> _Exercise_
Reproduce the passage about Muzz below word for word, from its first sentence to its last.

> _Selected text_
- - - -

Muzz was founded with an aim to provide a modern solution to Muslim matchmaking that respects Islamic values. It quickly gained traction, securing funding from Y Combinator and other investors. Significant milestones include hitting one million users in 2016, and rebranding from Muzmatch to Muzz in 2022 following a legal dispute.

The site employed a pay-as-you-go mechanism for its members. It allowed complete anonymity for all of its members, with all profile pictures initially blurred, allowing only those "seriously" looking to find a bride or groom to pay a small amount to access a full, detailed profile description and picture.

Muzz offers various features tailored to Muslim singles, including detailed profile creation, selfie verification, privacy settings, and a chaperone feature that allows a third party to monitor interactions. The app also includes a video calling feature introduced during the COVID-19 pandemic.

In 2016, the platform introduced selfie verification to ensure everyone on the app is verified. The company had a moderation team in Bangladesh, which, alongside its HQ in Aldgate, manually moderated every profile.

In the summer of 2017, Muzmatch was accepted into the Silicon Valley–based accelerator Y Combinator.

In 2017, Muzmatch raised a total of $1.75 million in its initial seed round, led by Fabrice Grinda's FJ Labs, Y Combinator, and London-based venture firm Hambro Perks. Muzmatch reported having 200,000 members spread across 160 countries, and over 6,000 couples who met on the platform.

In April 2019, Muzmatch was shortlisted for "App of the Year" at the Evening Standard Business Awards. It was also a 2019 London and the South finalist at The Spectator Business Awards. In July 2019, Muzmatch raised $7 million in its Series A round of funding, and reported having over 1.5 million users of its app and over 30,000 successes. The funding was jointly led by U.S. hedge fund Luxor Capital and Y Combinator.

- - - -

> _Dataset extract_
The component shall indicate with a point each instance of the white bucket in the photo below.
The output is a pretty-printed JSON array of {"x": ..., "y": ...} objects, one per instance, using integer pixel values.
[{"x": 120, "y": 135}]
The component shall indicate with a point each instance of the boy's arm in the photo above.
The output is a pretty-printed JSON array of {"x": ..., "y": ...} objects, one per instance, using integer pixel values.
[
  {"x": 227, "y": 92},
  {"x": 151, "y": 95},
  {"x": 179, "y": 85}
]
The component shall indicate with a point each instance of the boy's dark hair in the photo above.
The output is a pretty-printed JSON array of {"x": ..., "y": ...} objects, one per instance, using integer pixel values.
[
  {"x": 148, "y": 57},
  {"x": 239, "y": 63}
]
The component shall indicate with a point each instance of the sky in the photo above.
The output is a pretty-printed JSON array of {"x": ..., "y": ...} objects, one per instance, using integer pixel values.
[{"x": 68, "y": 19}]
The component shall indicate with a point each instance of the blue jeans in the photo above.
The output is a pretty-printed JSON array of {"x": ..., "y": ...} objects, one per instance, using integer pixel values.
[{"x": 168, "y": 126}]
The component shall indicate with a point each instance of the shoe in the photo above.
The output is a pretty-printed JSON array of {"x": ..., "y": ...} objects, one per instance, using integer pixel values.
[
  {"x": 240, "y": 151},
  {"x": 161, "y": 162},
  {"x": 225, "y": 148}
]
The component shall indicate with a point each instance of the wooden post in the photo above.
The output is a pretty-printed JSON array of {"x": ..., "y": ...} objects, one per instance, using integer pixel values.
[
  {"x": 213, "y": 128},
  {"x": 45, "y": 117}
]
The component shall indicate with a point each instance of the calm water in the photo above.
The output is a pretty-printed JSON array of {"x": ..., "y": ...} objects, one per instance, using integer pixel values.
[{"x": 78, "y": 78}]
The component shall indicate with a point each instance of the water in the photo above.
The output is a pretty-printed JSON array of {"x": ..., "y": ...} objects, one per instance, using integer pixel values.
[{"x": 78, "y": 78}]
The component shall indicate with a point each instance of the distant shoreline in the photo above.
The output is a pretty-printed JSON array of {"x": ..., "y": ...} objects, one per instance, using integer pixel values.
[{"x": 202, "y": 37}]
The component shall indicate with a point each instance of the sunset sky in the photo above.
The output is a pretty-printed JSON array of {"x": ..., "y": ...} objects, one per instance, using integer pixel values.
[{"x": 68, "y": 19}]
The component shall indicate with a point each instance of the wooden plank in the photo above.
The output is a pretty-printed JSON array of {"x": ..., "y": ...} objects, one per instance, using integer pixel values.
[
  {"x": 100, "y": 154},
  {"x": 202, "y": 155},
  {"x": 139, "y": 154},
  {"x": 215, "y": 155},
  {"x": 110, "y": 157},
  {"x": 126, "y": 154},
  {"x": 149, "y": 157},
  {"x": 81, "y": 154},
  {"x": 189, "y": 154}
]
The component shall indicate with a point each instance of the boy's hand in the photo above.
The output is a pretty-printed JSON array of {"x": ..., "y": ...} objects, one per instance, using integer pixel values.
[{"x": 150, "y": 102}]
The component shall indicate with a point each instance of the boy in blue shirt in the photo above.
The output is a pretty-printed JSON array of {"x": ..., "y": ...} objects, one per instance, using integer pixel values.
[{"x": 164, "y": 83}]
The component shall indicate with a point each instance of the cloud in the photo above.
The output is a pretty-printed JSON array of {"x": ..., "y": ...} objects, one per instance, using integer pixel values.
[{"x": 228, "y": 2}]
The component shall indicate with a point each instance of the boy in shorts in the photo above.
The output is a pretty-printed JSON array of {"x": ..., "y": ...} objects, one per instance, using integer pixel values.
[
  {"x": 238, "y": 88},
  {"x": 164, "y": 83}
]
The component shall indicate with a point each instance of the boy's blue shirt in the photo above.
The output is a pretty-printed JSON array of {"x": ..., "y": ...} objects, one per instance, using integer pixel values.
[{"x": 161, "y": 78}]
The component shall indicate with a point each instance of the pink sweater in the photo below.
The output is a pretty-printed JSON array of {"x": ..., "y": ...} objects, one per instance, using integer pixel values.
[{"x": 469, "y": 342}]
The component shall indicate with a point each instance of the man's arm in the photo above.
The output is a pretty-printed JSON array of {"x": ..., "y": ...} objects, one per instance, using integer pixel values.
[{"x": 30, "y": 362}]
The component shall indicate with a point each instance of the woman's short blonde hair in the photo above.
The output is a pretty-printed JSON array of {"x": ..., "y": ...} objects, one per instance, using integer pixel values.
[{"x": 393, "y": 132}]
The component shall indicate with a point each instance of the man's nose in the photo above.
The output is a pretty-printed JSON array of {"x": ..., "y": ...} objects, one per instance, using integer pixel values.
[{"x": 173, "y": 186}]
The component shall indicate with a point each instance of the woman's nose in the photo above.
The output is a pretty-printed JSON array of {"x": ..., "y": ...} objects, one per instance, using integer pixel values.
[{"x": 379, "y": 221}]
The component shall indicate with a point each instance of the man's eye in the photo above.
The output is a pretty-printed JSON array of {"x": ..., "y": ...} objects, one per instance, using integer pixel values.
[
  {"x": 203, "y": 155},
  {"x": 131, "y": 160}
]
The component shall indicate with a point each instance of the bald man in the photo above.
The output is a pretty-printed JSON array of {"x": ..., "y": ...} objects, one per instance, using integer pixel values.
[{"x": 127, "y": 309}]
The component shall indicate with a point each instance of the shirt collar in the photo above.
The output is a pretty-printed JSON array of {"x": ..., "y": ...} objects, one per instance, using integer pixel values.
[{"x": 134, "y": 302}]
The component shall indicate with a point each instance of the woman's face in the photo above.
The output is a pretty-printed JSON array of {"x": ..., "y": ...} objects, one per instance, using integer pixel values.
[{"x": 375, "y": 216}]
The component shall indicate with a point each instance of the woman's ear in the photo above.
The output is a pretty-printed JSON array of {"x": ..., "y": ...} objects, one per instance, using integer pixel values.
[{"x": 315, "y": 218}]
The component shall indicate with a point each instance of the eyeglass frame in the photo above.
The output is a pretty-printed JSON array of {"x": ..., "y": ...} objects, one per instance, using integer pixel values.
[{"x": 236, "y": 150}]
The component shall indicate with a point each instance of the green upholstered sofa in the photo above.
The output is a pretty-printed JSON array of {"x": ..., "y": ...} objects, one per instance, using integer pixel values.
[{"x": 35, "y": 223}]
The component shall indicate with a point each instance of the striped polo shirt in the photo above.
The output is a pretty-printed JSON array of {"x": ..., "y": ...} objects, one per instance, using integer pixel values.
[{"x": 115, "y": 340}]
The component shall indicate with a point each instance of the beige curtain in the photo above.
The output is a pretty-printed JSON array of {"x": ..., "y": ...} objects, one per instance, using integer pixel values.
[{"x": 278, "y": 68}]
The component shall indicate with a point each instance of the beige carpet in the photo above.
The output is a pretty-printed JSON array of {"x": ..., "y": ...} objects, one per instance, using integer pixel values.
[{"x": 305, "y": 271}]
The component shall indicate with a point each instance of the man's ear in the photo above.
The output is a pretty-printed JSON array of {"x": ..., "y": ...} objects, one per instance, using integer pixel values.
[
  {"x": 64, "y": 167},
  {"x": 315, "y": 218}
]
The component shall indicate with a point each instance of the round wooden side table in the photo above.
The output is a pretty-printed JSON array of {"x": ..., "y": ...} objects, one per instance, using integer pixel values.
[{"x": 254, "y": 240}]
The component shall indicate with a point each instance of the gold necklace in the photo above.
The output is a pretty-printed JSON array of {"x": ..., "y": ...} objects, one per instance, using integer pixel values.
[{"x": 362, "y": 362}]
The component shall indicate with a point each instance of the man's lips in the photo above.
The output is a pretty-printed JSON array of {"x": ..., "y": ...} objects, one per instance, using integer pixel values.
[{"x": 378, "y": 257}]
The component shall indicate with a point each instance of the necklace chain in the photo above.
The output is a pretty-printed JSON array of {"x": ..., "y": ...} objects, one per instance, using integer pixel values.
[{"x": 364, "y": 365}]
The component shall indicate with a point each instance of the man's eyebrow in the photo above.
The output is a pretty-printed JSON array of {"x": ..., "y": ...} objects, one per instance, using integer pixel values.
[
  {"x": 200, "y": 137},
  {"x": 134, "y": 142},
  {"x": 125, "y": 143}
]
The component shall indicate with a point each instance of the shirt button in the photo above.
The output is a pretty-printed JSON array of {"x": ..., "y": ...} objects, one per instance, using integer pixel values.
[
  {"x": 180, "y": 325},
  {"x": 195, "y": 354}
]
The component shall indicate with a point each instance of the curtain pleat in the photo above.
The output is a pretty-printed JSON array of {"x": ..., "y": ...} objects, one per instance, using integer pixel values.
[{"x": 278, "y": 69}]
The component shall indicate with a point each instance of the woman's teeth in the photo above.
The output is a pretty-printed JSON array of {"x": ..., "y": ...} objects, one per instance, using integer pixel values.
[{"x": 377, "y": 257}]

- - - -

> _Solution to this exercise_
Muzz was founded with an aim to provide a modern solution to Muslim matchmaking that respects Islamic values. It quickly gained traction, securing funding from Y Combinator and other investors. Significant milestones include hitting one million users in 2016, and rebranding from Muzmatch to Muzz in 2022 following a legal dispute.

The site employed a pay-as-you-go mechanism for its members. It allowed complete anonymity for all of its members, with all profile pictures initially blurred, allowing only those "seriously" looking to find a bride or groom to pay a small amount to access a full, detailed profile description and picture.

Muzz offers various features tailored to Muslim singles, including detailed profile creation, selfie verification, privacy settings, and a chaperone feature that allows a third party to monitor interactions. The app also includes a video calling feature introduced during the COVID-19 pandemic.

In 2016, the platform introduced selfie verification to ensure everyone on the app is verified. The company had a moderation team in Bangladesh, which, alongside its HQ in Aldgate, manually moderated every profile.

In the summer of 2017, Muzmatch was accepted into the Silicon Valley–based accelerator Y Combinator.

In 2017, Muzmatch raised a total of $1.75 million in its initial seed round, led by Fabrice Grinda's FJ Labs, Y Combinator, and London-based venture firm Hambro Perks. Muzmatch reported having 200,000 members spread across 160 countries, and over 6,000 couples who met on the platform.

In April 2019, Muzmatch was shortlisted for "App of the Year" at the Evening Standard Business Awards. It was also a 2019 London and the South finalist at The Spectator Business Awards. In July 2019, Muzmatch raised $7 million in its Series A round of funding, and reported having over 1.5 million users of its app and over 30,000 successes. The funding was jointly led by U.S. hedge fund Luxor Capital and Y Combinator.